- **Given exercise 1**
In the forum thread on Mendelssohn's "Italian" symphony, which conductor and orchestra does Skilmarilion pick?
- **Given exercise 2**
Turn the rows into a JSON list of strings, starting with the first row and going on through the line with "[154,44,202,78]". Use one string per line and skip any blank lines.

- **Selected text**

— Start —

# SS 21.12.13 - Mendelssohn #4 "Italian"



## realdealblues (Mar 3, 2010)

I'm going to post this one a little early because I'm going to be out of the office tomorrow.

A continuation of the Saturday Symphonies Tradition:

*Felix Mendelssohn (1809 - 1847)*

Symphony #4 "Italian" in A Major, Op. 90 

1. Allegro vivace
2. Andante con moto
3. Con moto moderato
4. Presto & Finale: Saltarello
---------------------

Post what recording you are going to listen to giving details of Orchestra / Conductor / Chorus / Soloists etc - Enjoy!


----------



## realdealblues (Mar 3, 2010)

This Saturday I will listen to:

View attachment 30784


Leonard Bernstein & The New York Philharmonic


----------



## GioCar (Oct 30, 2013)

My compulsory choice:









Abbado, LSO


----------



## AClockworkOrange (May 24, 2012)

Two phenomenally strong choices for me here and I am going to listen to both, one tomorrow and one on Saturday:

Klaus Tennstedt & the Berliner Philharmoniker (very underrated recording)
View attachment 30790


Christoph von Dohnanyi & Wiener Philharmoniker (classic recording, my introduction to the Composer)
View attachment 30791


----------



## Mahlerian (Nov 27, 2012)

I'm going for that same Tennstedt recording myself, but as long as we listen to it on different days, it _should_ be okay...


----------



## Skilmarilion (Apr 6, 2013)

I'll roll with Tamas Vasary and the Philharmonia.

I must say I'm surprised by just how much lower Felix's 3rd was ranked (58th) compared to the 4th (24th). For me, the Italian is wonderful, but the Scottish is perhaps his magnum opus.


----------



## maestro267 (Jul 25, 2009)

Normally, what I do for Saturday Symphonies, is build an evening "concert programme" around the symphony, with at least a concerto thrown in as well. Not so sure about this one, tbh. It's quite short (especially compared to the relative behemoths we've had over the last few weeks), so I might just listen to it alone.

Deutsches Sinfonie-Orchester Berlin/Ashkenazy


----------



## csacks (Dec 5, 2013)

— End —

- **Data for processing**
— Start —

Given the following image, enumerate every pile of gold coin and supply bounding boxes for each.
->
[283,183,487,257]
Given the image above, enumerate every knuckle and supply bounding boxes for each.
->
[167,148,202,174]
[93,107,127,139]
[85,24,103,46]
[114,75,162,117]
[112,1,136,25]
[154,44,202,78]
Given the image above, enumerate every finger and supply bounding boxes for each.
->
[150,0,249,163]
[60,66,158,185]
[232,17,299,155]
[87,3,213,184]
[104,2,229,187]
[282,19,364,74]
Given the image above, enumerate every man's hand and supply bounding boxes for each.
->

— End —

- **Written answer 1**
Tamas Vasary and the Philharmonia.

- **Written answer 2**
[
  "Given the following image, enumerate every pile of gold coin and supply bounding boxes for each.",
  "->",
  "[283,183,487,257]",
  "Given the image above, enumerate every knuckle and supply bounding boxes for each.",
  "->",
  "[167,148,202,174]",
  "[93,107,127,139]",
  "[85,24,103,46]",
  "[114,75,162,117]",
  "[112,1,136,25]",
  "[154,44,202,78]"
]